Extracted data entries
-*-
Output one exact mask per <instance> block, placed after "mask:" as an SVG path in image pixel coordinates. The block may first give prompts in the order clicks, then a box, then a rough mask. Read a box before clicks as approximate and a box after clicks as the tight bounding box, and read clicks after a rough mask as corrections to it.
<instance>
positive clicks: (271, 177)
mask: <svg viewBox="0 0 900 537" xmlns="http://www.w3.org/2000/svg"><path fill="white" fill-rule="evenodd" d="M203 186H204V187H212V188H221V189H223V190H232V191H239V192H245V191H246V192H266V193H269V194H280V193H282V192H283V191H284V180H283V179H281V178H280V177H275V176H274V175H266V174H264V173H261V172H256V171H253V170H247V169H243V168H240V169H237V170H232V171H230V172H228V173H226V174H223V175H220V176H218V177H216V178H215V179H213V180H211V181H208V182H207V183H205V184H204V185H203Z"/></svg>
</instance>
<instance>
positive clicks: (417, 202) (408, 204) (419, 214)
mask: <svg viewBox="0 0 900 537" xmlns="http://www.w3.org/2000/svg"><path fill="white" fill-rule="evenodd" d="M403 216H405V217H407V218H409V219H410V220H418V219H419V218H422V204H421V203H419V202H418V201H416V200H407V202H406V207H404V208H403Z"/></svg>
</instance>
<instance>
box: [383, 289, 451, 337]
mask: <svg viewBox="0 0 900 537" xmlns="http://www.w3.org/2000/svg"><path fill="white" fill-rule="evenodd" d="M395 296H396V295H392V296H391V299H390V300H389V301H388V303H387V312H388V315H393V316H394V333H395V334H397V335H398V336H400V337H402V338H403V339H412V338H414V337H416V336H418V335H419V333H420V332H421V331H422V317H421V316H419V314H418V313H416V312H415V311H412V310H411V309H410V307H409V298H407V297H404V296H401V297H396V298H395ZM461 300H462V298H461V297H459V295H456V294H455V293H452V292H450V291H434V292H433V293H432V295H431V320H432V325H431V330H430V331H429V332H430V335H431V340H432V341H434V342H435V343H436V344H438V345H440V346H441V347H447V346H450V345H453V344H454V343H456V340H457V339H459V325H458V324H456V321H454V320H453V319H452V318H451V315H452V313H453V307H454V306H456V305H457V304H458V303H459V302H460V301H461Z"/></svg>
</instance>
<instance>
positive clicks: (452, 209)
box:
-*-
- Problem to work on:
Render every line of the rows above as a Markdown table with the columns Line number and Text, skipping any blank lines.

- Answer to this task:
| Line number | Text |
|---|---|
| 1 | Output one exact mask per <instance> block, placed after "mask:" as an SVG path in image pixel coordinates. The block may first give prompts in the order clicks, then a box, then a rough mask. Read a box before clicks as approximate and a box after clicks as the tight bounding box, and read clicks after a rough mask as corrections to it. |
| 2 | <instance> |
| 3 | positive clicks: (271, 177) |
| 4 | mask: <svg viewBox="0 0 900 537" xmlns="http://www.w3.org/2000/svg"><path fill="white" fill-rule="evenodd" d="M203 186H204V187H212V188H221V189H223V190H232V191H239V192H245V191H246V192H266V193H269V194H280V193H282V192H283V191H284V180H283V179H281V178H280V177H275V176H274V175H266V174H264V173H261V172H256V171H253V170H247V169H243V168H240V169H237V170H232V171H230V172H228V173H226V174H223V175H220V176H218V177H216V178H215V179H213V180H211V181H208V182H207V183H205V184H204V185H203Z"/></svg> |
| 5 | </instance> |
| 6 | <instance> |
| 7 | positive clicks: (417, 202) (408, 204) (419, 214) |
| 8 | mask: <svg viewBox="0 0 900 537" xmlns="http://www.w3.org/2000/svg"><path fill="white" fill-rule="evenodd" d="M403 216H405V217H407V218H409V219H410V220H418V219H419V218H422V204H421V203H419V202H418V201H416V200H407V202H406V207H404V208H403Z"/></svg> |
| 9 | </instance> |
| 10 | <instance> |
| 11 | box: [383, 289, 451, 337] |
| 12 | mask: <svg viewBox="0 0 900 537" xmlns="http://www.w3.org/2000/svg"><path fill="white" fill-rule="evenodd" d="M395 296H396V295H392V296H391V299H390V300H389V301H388V303H387V312H388V315H393V316H394V333H395V334H397V335H398V336H400V337H402V338H403V339H412V338H414V337H416V336H418V335H419V333H420V332H421V331H422V317H421V316H419V314H418V313H416V312H415V311H412V310H411V309H410V307H409V298H407V297H404V296H401V297H396V298H395ZM461 300H462V298H461V297H459V295H456V294H455V293H452V292H450V291H434V292H433V293H432V295H431V320H432V325H431V330H430V331H429V332H430V335H431V340H432V341H434V342H435V343H436V344H438V345H440V346H441V347H447V346H450V345H453V344H454V343H456V340H457V339H459V325H458V324H456V321H454V320H453V319H452V318H451V315H452V313H453V307H454V306H456V305H457V304H458V303H459V302H460V301H461Z"/></svg> |
| 13 | </instance> |
| 14 | <instance> |
| 15 | positive clicks: (452, 209) |
| 16 | box: |